→ SUPPLIED RECORDS
○ ○ ○ ○

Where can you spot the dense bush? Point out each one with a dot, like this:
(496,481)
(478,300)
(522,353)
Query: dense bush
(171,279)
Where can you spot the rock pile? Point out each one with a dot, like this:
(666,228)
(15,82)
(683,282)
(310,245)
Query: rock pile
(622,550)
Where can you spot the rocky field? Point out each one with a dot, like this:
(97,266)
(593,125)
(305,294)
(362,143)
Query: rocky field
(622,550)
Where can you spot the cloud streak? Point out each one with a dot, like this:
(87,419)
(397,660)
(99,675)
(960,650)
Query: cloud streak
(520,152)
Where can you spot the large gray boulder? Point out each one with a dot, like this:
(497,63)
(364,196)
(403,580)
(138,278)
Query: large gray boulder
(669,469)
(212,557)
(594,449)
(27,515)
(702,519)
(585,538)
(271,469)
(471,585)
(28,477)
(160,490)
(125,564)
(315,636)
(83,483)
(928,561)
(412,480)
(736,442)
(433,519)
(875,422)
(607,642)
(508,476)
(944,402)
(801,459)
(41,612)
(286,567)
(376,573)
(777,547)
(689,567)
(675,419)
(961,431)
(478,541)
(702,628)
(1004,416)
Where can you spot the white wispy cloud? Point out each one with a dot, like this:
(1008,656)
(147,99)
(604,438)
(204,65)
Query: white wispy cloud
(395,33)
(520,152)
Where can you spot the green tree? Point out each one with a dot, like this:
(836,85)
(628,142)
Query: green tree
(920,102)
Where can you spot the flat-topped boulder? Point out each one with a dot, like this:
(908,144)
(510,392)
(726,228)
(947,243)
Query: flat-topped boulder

○ ○ ○ ○

Track down every line of the material containing the string "topped", and copy it.

Where can you spot the flat-topped boulder? Point out each one with a dot, like this:
Query: flat-topped boulder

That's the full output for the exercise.